We are in the last quarter of the financial year, when India Inc. is finalising budgets with their boards. These budgets involve making forecasts about growth, expenditure and profits with their underlying risks. As China plays a crucial role in the global supply chain, the ramifications the coronavirus will have on industries have a crucial role to play in the budgeting process.
Given the sheer scale of the problem and the virus’ potential to multiply unpredictably, India Inc. is earnestly engaged in assessing travel risks, workplace hygiene and practices, mapping upstream suppliers several tiers back, dealing with single source/ site risks, planning second sourcing and local sourcing, and rethinking their supply chain design.
Some are even working closely with the government to identify potential opportunities, and the incentives needed to exploit them.
But what about the second virus that looms? The NPR Virus is scheduled to strike India in the months of April and May. It comes disguised as a harmless census exercise but could have far-reaching effects.
==================================================
**What this exercise asks:**
A – Recast the paragraph of the passage on India Inc. budgeting that begins "Given the sheer scale of the problem" as a short bulleted list, keeping its main facts.
B – Please say whether each statement agrees with the passage on India Inc. budgeting, answering yes or no and quoting the words that decide it: (i) Budgets are being finalised in the first quarter of the financial year. (ii) Some companies are working with the government to identify potential opportunities. (iii) The NPR Virus is scheduled to strike India in April and May.
C – Carry on the passage on India Inc. budgeting, starting after its last sentence.

Stored records:
==================================================
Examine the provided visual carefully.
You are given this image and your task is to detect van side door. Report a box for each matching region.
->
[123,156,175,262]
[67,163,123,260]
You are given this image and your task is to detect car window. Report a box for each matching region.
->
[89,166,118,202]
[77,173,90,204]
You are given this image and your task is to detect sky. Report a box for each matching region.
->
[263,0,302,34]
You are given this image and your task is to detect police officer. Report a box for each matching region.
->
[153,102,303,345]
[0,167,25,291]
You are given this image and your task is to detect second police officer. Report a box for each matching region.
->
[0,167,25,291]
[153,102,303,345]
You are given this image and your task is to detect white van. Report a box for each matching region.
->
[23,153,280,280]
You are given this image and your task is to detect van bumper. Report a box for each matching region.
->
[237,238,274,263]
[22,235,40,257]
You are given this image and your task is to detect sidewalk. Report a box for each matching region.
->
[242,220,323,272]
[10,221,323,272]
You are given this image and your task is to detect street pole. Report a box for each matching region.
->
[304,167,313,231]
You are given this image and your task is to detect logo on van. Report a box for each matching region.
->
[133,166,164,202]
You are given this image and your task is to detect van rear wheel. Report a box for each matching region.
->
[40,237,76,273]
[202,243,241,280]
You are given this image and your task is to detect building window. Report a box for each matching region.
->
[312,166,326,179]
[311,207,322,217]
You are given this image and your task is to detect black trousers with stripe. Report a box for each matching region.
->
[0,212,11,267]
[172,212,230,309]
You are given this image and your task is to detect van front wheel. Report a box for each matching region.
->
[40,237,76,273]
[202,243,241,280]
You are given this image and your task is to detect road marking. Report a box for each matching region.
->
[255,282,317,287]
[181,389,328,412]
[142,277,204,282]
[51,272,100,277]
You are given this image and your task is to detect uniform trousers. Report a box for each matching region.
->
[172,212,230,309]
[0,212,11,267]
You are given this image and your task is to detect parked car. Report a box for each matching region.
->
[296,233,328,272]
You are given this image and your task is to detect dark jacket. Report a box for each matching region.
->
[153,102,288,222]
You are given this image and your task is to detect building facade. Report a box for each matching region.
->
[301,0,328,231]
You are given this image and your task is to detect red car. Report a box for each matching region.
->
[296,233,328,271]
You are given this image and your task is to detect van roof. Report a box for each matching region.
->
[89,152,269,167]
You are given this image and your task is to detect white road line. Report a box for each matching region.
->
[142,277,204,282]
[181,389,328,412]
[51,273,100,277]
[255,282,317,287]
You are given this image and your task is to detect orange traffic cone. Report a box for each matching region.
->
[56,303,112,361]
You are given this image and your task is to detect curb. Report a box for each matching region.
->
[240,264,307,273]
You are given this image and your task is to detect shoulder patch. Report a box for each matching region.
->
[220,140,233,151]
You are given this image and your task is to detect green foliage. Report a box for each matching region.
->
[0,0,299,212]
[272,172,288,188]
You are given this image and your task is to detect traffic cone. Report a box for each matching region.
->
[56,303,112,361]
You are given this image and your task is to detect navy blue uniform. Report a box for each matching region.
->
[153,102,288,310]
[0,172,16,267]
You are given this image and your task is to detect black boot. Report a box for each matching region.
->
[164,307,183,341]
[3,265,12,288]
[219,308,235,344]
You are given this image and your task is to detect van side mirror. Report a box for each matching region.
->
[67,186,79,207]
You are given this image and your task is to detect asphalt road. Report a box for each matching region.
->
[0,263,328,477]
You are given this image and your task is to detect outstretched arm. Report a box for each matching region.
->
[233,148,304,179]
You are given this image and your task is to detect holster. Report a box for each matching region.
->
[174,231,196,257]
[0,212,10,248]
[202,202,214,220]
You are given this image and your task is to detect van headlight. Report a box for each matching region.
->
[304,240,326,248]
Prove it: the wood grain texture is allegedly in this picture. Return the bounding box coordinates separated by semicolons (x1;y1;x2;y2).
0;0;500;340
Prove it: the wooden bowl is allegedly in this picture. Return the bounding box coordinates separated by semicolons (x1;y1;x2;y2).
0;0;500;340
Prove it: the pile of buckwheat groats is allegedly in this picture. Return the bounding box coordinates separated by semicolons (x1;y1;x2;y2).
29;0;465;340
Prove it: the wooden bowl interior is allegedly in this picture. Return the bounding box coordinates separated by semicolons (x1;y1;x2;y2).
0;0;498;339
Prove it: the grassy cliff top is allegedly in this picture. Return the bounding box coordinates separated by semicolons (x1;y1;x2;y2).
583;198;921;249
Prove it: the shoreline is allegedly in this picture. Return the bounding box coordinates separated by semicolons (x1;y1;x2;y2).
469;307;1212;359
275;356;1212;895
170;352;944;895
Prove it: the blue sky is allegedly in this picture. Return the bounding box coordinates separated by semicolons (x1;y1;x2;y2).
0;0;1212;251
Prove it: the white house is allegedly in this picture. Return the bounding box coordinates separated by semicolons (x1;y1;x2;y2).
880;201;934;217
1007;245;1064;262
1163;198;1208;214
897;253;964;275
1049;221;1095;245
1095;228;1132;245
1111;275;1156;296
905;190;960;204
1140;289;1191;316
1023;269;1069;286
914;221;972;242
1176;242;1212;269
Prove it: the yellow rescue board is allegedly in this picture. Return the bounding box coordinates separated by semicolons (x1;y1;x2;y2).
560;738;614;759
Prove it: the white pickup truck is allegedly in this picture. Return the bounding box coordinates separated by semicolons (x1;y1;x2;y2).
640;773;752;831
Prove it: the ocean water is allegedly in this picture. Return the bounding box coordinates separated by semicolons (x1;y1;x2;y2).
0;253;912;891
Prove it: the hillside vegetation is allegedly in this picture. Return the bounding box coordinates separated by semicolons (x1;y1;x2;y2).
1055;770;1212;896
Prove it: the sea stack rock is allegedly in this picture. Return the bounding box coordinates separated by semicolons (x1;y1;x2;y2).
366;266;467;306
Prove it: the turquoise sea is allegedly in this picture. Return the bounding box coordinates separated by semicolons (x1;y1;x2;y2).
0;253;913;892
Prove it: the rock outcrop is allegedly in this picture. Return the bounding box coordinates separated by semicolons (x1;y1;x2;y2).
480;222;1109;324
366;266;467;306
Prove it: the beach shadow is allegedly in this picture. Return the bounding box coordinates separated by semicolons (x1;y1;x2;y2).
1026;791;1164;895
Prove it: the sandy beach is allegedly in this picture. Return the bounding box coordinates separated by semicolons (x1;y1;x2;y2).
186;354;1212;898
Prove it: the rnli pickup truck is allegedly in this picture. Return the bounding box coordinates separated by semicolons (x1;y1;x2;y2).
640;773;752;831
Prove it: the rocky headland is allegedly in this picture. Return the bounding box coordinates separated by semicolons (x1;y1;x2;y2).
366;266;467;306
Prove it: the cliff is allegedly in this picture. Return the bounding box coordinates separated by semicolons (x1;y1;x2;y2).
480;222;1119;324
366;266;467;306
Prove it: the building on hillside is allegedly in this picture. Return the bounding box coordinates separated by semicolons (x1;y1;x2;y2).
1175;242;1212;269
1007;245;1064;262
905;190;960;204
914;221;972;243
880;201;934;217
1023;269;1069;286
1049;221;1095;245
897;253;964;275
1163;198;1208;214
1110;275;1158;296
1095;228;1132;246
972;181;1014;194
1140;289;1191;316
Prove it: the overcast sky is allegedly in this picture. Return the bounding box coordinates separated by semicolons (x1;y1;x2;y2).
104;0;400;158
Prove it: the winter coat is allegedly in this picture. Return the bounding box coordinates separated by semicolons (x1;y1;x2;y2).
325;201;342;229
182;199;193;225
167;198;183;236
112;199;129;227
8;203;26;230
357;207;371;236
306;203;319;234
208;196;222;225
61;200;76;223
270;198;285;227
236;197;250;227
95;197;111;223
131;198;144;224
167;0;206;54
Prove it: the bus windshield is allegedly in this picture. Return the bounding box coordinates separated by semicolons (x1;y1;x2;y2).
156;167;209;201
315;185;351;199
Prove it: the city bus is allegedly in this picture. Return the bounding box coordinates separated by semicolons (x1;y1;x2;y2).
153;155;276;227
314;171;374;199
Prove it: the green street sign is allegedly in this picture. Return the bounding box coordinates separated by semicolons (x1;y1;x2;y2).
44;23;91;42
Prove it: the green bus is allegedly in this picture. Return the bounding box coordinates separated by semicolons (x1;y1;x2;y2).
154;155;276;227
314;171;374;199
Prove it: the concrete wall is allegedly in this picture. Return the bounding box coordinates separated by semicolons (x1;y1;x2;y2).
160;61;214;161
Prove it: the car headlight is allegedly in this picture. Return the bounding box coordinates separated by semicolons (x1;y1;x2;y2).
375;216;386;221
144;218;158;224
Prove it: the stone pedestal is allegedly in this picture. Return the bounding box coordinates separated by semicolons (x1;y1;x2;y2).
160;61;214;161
==================================================
**Task-by-task results:**
A –
Because of the problem's scale and the virus's potential to multiply unpredictably, India Inc. is:
- assessing travel risks
- reviewing workplace hygiene and practices
- mapping upstream suppliers several tiers back
- dealing with single source/site risks
- planning second sourcing and local sourcing
- rethinking supply chain design

B –
(i) No: "We are in the last quarter of the financial year, when India Inc. is finalising budgets with their boards."
(ii) Yes: "Some are even working closely with the government to identify potential opportunities"
(iii) Yes: "The NPR Virus is scheduled to strike India in the months of April and May."

C –
All Indians, who naturally assumed they were citizens all along, may have to provide evidence of their birthplace, and that of their parents and grandparents, property papers and a host of other documents.
There will be intrinsic difficulties imposed upon the illiterate, migrants, women, people from lower social-economic strata, transpersons, Adivasis and others in showing multiple documents.
For some it has the potential to mutate into a D-virus, which will reflect ‘Doubtful Citizenship’ status. This, if not resolved, will lead to the NRC Virus, and further to your seeking remedy at Foreign Tribunals.
Finally, for some, it may lead to having to prove that they are eligible for special treatment under the CAA, which clearly, can redress the problem for people of select origins and religions only.
It is not clear that India Inc. has taken stock of this potential disaster. Assam, the only state that has conducted the NRC exercise, saw 6% of its people not making it as citizens. In an Indian IT biggie, this number could be as large as 10,000 to 20,000 people. How will an Infosys, Wipro, TCS deal with this? How will Indian Railways, the country’s largest employer with 14 lakh employees, deal with it? 6% of Indian Railways would be 84,000 people!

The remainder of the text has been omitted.